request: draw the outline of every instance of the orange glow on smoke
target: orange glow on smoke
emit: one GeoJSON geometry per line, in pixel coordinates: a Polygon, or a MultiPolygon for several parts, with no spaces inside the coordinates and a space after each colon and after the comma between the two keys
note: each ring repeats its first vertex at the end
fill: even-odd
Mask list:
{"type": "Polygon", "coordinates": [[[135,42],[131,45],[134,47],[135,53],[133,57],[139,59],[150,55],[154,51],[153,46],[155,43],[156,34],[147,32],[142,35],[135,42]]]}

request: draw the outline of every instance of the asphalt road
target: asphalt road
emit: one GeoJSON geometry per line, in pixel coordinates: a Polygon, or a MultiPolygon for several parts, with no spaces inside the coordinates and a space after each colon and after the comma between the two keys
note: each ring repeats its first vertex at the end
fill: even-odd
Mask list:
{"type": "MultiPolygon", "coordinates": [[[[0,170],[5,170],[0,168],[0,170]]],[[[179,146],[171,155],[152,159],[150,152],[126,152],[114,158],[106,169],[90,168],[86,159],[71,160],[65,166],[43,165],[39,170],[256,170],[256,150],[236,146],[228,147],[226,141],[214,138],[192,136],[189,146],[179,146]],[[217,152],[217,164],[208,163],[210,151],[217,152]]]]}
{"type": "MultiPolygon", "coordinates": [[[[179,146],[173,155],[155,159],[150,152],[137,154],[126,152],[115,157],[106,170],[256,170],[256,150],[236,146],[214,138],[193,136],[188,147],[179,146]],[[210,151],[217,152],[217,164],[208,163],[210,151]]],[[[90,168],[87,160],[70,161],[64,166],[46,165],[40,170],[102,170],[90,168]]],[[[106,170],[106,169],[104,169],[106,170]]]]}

**YOUR INSTRUCTIONS:** Recast the listing as a Markdown table with the columns Row and Line, starting at the line that contains "request: draw the outline of every instance of the asphalt" and ending at the last line of the listing. Give each line its own numbered row and leave out blank lines.

**PROBLEM SOLUTION:**
| Row | Line |
|---|---|
| 1 | request: draw the outline of every instance of the asphalt road |
| 2 | target: asphalt road |
| 3 | emit: one GeoJSON geometry per line, in pixel coordinates: a Polygon, or a MultiPolygon for several parts, with no spaces inside the coordinates and a space after each colon and after the comma between the two keys |
| 4 | note: each ring repeats its first vertex at the end |
| 5 | fill: even-odd |
| 6 | Mask list: |
| 7 | {"type": "MultiPolygon", "coordinates": [[[[0,170],[5,170],[0,168],[0,170]]],[[[179,146],[171,155],[152,159],[150,152],[126,152],[114,158],[106,169],[90,168],[86,159],[71,160],[65,166],[43,165],[39,170],[256,170],[256,150],[236,146],[228,147],[226,141],[214,138],[192,136],[189,146],[179,146]],[[217,152],[217,164],[208,163],[210,151],[217,152]]]]} |
| 8 | {"type": "MultiPolygon", "coordinates": [[[[179,146],[173,155],[155,159],[150,152],[137,154],[126,152],[115,157],[106,170],[256,170],[256,150],[236,146],[214,138],[193,136],[188,147],[179,146]],[[210,151],[217,152],[217,164],[208,163],[210,151]]],[[[90,168],[87,160],[70,161],[64,166],[46,165],[40,170],[102,170],[90,168]]],[[[106,170],[106,169],[104,169],[106,170]]]]} |